• To-do list:
a) Retype everything in the James Russell Dray biography from "James Russell Dray" down to "San Francisco 49ers.".
b) Continue the James Russell Dray biography, starting after its final sentence.

== Passage provided ==

James Russell Dray (born December 31, 1986) is an American football coach and former tight end who is currently the tight ends coach for the Chicago Bears of the National Football League (NFL). He played college football at Stanford and was drafted by the Arizona Cardinals in the seventh round of the 2010 NFL Draft. He also played for the Cleveland Browns, Buffalo Bills, and San Francisco 49ers.

Early years
Born in New Milford, New Jersey, Dray grew up in nearby Paramus and played high school football at Bergen Catholic High School.

Playing career

Arizona Cardinals
On July 8, 2010, the Cardinals signed Dray to a four-year contract. The team did not announce the terms of the deal, but Adam Caplan of Foxsports.com reported that the contract was worth $1.84 million with a $49,000 signing bonus.

===
== Record excerpts ==

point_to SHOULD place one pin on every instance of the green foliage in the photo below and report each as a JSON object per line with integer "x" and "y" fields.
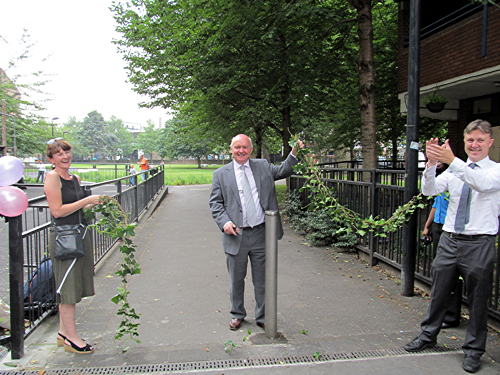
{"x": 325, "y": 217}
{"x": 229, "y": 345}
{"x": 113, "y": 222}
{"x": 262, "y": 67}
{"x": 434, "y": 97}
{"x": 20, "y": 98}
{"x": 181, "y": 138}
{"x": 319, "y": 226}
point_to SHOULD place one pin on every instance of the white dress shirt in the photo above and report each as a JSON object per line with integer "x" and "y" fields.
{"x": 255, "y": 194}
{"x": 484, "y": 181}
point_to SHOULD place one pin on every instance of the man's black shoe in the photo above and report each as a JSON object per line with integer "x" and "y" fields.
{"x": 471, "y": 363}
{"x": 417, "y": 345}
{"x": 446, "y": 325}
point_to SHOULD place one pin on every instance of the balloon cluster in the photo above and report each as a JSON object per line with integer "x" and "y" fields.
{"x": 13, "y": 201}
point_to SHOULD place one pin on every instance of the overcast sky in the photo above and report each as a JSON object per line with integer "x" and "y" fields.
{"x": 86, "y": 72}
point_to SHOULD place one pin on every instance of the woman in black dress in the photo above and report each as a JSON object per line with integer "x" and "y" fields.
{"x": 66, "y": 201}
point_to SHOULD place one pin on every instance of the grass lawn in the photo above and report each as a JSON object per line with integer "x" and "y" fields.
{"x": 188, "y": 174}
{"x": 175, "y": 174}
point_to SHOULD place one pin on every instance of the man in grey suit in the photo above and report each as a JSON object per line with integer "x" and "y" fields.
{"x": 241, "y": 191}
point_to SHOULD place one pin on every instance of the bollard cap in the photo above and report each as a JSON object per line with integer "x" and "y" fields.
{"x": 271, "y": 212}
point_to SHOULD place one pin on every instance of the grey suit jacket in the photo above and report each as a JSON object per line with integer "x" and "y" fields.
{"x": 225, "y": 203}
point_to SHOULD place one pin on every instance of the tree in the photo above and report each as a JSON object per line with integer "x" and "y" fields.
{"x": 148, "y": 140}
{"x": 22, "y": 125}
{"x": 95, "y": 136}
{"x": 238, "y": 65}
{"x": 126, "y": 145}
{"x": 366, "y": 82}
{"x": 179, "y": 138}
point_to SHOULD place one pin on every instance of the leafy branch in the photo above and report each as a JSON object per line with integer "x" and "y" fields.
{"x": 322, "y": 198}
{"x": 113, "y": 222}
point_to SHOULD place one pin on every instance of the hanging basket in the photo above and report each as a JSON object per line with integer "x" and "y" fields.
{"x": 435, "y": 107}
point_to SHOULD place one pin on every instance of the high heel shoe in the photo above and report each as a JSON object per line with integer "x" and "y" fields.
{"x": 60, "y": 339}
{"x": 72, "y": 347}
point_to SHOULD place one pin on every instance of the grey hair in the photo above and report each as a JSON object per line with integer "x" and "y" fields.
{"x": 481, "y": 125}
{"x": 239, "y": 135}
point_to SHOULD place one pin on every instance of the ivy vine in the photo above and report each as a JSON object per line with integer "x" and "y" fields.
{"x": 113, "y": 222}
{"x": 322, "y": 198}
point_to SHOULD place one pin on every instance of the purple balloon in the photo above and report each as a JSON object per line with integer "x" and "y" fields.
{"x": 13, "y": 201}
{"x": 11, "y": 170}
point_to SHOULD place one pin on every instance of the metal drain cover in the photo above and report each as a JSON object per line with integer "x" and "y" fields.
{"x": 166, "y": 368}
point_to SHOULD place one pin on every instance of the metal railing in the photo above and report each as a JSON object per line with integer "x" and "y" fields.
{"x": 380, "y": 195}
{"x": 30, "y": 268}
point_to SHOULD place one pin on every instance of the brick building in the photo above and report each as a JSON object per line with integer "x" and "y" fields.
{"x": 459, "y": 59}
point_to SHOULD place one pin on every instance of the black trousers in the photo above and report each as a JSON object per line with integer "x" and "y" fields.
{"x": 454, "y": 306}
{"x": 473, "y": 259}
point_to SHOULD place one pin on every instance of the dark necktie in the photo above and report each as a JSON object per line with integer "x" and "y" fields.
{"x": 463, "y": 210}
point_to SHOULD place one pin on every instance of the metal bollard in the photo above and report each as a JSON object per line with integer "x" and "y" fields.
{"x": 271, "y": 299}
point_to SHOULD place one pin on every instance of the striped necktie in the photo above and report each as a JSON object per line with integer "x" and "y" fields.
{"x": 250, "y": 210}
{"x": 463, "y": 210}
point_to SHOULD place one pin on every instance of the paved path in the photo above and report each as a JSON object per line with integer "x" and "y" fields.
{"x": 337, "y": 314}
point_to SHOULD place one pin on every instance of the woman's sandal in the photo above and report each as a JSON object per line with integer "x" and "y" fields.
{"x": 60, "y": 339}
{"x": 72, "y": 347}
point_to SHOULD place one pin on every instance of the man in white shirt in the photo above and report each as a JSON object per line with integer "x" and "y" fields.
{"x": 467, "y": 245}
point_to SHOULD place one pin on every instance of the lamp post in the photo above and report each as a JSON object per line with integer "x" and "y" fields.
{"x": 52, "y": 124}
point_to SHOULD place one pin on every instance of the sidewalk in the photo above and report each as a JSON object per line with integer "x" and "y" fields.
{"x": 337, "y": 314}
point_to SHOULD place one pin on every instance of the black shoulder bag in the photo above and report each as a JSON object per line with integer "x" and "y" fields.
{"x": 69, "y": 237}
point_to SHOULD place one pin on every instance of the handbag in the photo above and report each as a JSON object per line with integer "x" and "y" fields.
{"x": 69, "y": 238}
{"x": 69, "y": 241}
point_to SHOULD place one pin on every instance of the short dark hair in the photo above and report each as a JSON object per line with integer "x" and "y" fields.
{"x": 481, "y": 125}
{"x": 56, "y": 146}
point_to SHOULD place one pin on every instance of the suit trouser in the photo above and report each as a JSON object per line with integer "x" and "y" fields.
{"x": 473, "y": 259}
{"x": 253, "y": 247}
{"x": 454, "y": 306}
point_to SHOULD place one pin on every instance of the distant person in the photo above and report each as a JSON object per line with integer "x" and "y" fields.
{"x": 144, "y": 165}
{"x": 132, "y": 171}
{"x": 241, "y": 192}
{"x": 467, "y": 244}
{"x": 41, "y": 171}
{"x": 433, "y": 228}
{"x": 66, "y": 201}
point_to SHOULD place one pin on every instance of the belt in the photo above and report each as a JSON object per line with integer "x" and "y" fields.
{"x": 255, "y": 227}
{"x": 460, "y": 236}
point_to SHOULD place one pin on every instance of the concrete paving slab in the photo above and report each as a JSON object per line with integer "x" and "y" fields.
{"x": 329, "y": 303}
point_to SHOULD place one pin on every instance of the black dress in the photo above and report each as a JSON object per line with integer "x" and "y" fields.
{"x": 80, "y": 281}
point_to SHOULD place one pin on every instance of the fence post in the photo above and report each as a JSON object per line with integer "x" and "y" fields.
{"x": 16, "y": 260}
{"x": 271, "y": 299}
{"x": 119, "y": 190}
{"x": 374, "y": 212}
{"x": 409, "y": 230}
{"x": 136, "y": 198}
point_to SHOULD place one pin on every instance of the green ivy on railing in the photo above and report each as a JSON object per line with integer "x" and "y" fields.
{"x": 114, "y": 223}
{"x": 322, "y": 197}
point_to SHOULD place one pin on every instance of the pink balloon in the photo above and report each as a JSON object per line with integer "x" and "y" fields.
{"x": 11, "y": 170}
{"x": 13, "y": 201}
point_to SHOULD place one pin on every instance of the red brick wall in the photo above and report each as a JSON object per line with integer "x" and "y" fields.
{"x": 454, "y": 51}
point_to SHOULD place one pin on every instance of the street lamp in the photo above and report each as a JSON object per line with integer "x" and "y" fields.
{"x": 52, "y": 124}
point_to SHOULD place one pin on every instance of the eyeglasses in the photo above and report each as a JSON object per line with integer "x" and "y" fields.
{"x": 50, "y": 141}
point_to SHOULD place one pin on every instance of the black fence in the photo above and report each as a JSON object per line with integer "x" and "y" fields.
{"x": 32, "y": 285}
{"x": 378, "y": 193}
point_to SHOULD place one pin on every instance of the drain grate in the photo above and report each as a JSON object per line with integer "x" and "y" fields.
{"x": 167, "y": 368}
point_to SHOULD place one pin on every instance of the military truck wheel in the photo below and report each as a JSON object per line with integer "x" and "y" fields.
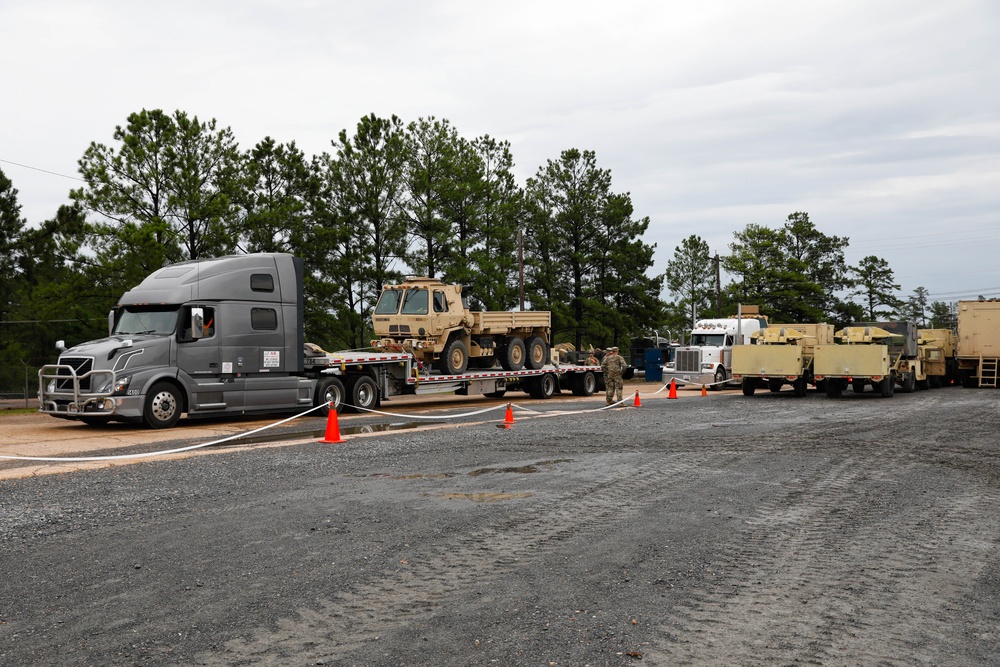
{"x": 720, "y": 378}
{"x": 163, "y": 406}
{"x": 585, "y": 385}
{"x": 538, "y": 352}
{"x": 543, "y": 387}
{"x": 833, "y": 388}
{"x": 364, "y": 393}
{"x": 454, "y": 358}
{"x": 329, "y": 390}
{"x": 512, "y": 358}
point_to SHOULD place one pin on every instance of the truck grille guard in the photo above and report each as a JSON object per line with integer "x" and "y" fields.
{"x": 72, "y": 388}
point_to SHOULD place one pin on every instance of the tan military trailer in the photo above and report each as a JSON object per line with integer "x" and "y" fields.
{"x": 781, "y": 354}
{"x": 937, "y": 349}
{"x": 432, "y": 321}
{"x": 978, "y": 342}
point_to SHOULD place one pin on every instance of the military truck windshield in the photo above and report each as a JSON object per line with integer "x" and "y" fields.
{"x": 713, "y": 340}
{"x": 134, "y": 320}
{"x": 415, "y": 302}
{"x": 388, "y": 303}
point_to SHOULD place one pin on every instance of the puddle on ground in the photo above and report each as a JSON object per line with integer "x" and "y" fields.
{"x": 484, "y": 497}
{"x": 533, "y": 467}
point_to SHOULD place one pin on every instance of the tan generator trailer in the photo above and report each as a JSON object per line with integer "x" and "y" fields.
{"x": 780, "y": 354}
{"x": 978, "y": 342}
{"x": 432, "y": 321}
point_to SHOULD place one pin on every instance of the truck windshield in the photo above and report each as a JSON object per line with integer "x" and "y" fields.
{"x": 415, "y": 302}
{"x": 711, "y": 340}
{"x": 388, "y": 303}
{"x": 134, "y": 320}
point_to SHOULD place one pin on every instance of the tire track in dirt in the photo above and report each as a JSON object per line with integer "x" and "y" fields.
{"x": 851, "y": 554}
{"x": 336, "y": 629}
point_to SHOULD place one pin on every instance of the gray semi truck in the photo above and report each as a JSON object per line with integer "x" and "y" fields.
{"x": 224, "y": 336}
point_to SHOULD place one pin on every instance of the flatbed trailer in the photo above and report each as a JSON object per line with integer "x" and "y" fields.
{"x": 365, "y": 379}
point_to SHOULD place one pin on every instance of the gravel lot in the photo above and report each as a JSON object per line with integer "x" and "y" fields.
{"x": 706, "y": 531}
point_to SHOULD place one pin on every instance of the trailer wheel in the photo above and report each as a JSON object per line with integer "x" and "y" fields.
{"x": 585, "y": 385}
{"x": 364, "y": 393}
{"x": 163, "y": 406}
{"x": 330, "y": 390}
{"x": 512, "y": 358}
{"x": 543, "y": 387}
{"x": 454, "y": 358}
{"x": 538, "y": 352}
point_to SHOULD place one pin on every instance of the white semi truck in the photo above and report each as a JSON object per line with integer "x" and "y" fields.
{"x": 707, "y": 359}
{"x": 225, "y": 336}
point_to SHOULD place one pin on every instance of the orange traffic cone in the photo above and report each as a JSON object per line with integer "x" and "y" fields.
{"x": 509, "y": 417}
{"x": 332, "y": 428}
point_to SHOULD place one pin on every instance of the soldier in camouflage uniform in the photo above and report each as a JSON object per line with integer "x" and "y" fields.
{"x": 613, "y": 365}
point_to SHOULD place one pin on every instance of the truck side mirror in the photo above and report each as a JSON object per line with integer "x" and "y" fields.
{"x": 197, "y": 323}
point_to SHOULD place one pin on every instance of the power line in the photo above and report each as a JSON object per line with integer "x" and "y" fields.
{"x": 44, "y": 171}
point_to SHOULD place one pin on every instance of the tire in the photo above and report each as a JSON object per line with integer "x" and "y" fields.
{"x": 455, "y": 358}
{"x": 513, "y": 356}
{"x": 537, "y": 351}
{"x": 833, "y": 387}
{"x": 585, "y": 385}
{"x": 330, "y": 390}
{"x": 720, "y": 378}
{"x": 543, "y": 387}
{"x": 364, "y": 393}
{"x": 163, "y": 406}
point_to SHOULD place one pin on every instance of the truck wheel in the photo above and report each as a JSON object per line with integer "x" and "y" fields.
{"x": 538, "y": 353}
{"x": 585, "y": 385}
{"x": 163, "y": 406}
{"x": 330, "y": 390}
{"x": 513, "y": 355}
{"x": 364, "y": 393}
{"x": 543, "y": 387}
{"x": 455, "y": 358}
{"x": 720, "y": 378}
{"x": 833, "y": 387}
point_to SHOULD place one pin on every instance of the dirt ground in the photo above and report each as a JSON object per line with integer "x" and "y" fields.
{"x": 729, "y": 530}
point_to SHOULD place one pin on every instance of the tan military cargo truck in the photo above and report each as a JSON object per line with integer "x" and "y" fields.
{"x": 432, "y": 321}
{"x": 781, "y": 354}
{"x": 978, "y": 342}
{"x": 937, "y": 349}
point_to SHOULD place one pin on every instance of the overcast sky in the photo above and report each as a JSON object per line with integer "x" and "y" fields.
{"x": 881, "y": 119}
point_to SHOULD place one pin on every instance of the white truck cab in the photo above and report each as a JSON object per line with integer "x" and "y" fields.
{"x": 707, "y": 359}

===

• Answers to the exercise:
a)
James Russell Dray (born December 31, 1986) is an American football coach and former tight end who is currently the tight ends coach for the Chicago Bears of the National Football League (NFL). He played college football at Stanford and was drafted by the Arizona Cardinals in the seventh round of the 2010 NFL Draft. He also played for the Cleveland Browns, Buffalo Bills, and San Francisco 49ers.

b)
Cleveland Browns
On March 13, 2014, he signed with the Cleveland Browns. Dray's first season with the Browns ended with 17 receptions, for 242 yards, and 1 touchdown on 28 targets. In Dray's 2015 season, he had 6 receptions for 61 yards. On February 18, 2016, Dray was released.

Buffalo Bills
Dray signed with the Buffalo Bills on March 16, 2016. He was released on October 4, 2016.

San Francisco 49ers
Dray signed with the San Francisco 49ers on December 19, 2016.

Arizona Cardinals (second stint)
On September 15, 2017, Dray signed with the Cardinals, but was released four days later.

Coaching career

Stanford
Following his playing career, Dray started his coaching career at his alma mater Stanford as an offensive assistant.

Cleveland Browns
In 2019, Dray was hired by the Cleveland Browns as an offensive quality control coach.

Arizona Cardinals
After a year with the Browns, Dray went to the Cardinals at the same position.

Chicago Bears
Dray was hired as the tight ends coach under new Bears head coach Matt Eberflus and new offensive coordinator Luke Getsy on February 6, 2022.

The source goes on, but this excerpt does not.